##### EXERCISE MATERIAL
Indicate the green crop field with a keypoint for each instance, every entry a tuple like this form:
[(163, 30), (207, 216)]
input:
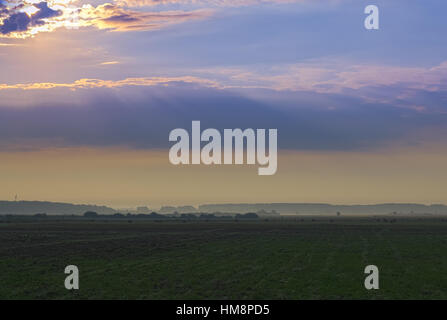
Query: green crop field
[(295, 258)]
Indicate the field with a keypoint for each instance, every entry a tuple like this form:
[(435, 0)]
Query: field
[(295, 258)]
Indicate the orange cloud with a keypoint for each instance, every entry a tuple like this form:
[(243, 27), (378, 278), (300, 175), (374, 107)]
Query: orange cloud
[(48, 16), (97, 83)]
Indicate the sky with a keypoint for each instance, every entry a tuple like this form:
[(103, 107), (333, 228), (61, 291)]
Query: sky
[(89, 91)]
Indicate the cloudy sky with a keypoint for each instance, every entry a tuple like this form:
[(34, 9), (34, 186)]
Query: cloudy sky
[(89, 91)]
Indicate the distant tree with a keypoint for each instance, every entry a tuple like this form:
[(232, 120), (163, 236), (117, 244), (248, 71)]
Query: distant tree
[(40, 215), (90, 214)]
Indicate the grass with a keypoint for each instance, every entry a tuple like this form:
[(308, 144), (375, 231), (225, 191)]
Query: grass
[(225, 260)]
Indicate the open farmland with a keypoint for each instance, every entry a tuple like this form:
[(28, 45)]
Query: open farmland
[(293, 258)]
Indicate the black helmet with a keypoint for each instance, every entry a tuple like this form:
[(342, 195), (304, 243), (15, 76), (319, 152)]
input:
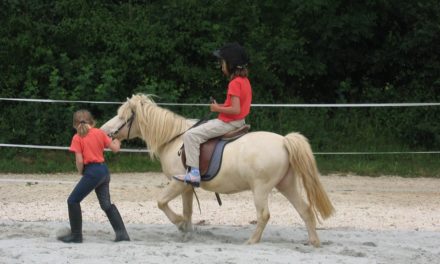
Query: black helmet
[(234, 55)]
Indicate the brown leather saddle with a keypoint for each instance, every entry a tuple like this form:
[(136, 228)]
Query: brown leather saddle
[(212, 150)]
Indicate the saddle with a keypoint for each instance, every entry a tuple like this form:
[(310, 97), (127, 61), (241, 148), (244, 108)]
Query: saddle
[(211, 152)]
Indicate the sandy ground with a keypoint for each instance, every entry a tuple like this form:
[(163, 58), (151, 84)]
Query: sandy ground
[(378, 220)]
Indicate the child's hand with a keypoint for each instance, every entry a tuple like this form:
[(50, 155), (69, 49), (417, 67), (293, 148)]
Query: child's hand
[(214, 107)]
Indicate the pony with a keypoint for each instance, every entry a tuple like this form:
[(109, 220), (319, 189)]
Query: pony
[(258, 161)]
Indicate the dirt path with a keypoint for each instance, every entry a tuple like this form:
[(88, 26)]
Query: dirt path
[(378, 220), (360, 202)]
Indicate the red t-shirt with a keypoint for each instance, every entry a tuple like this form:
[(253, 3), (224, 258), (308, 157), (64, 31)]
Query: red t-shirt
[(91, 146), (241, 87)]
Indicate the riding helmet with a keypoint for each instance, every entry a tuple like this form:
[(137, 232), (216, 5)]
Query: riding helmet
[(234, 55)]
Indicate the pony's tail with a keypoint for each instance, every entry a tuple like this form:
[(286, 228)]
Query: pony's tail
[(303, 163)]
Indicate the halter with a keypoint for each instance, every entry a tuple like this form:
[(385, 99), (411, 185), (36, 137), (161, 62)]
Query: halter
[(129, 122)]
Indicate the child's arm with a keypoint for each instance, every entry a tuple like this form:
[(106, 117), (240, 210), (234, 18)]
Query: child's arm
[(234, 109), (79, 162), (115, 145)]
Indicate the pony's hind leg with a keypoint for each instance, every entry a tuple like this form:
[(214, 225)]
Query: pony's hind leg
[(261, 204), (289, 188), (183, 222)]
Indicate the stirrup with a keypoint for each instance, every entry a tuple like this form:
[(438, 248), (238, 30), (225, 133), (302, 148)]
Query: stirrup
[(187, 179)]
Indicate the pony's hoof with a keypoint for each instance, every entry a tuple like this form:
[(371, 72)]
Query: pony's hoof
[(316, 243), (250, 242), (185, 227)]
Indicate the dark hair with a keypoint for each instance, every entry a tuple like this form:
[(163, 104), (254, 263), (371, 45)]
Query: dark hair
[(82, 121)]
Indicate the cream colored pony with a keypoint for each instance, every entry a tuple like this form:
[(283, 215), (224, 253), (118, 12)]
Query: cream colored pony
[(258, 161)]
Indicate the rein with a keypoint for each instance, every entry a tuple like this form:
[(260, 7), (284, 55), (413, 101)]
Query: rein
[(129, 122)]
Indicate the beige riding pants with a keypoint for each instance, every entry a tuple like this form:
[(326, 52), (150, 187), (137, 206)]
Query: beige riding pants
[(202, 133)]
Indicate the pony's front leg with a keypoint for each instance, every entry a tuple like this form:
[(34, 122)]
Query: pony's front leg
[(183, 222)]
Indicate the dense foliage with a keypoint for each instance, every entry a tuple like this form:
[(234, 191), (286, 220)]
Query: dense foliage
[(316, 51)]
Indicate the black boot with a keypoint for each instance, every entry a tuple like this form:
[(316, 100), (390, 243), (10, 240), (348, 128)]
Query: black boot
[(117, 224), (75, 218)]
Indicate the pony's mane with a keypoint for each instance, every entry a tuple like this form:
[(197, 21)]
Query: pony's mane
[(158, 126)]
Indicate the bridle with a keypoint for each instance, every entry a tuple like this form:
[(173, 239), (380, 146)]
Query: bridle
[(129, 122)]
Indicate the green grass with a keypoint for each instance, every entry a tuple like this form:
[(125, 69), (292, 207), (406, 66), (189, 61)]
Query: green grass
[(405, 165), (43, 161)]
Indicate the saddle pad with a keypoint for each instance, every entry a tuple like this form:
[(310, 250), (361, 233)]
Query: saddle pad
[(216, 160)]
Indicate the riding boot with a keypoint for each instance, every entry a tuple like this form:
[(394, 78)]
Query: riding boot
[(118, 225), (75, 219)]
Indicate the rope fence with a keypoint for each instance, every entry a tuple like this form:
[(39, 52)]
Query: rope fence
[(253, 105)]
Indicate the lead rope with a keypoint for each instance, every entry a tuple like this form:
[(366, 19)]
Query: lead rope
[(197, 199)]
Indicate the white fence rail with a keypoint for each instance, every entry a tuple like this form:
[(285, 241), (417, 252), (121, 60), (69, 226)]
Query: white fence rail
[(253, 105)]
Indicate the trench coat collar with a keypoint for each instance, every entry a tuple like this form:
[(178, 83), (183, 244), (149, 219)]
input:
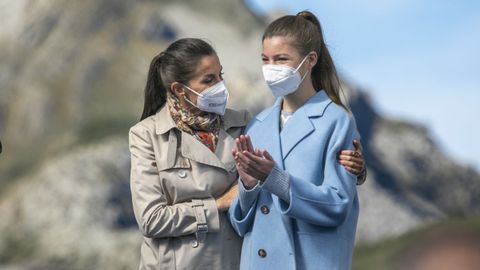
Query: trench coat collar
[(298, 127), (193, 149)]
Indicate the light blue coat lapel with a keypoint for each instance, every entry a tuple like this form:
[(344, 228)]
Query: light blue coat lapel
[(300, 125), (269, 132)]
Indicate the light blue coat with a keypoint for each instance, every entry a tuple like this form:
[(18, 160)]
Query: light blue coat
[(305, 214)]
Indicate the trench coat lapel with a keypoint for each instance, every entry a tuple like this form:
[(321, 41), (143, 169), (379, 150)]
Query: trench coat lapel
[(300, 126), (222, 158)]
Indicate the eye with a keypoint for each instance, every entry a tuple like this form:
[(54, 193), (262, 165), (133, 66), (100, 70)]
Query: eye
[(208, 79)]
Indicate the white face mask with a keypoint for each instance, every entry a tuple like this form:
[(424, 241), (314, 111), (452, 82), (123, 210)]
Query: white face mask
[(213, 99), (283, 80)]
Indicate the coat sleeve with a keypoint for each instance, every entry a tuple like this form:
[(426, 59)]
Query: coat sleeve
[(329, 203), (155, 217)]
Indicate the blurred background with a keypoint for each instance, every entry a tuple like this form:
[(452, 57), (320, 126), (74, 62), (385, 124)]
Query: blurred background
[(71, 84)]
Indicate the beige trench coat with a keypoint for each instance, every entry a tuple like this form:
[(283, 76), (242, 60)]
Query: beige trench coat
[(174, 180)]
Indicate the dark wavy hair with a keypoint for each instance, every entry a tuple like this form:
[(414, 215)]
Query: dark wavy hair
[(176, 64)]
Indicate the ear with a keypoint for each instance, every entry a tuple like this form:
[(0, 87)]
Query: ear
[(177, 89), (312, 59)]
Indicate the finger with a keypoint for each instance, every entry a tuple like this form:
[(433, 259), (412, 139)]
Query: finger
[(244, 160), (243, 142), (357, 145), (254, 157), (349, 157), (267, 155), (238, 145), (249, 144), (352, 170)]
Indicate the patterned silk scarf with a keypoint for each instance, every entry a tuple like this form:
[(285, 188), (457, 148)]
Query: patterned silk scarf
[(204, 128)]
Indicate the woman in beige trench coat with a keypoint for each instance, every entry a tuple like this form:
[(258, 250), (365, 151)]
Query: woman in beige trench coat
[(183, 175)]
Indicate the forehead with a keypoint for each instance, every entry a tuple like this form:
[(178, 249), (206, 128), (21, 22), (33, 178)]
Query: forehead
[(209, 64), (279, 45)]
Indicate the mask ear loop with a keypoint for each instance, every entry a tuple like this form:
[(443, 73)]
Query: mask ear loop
##########
Give back exactly the lines from the top of the records to the line containing "[(34, 9), (34, 186)]", both included, and no pictures.

§ RESULT OF THIS TASK
Indicate the green crop field with a keypoint for each instance, every entry a tuple like this form:
[(163, 30), (207, 216)]
input:
Query: green crop field
[(295, 258)]
Indicate the field with a keypoint for each instance, every entry a tuple like this form:
[(435, 0)]
Query: field
[(295, 258)]
Indicate the orange cloud with a keypoint for each instance, every entry a tuple like this form:
[(243, 27), (378, 278), (300, 175), (374, 107)]
Query: orange cloud
[(48, 16), (97, 83)]
Indicate the sky with a keypoint for each instance, every entry a tuple like this form:
[(103, 107), (333, 228), (61, 291)]
Query: sky
[(89, 91)]
Indicate the cloudy sky with a keypoint for each instance, every entry a tuple like this form:
[(34, 9), (34, 186)]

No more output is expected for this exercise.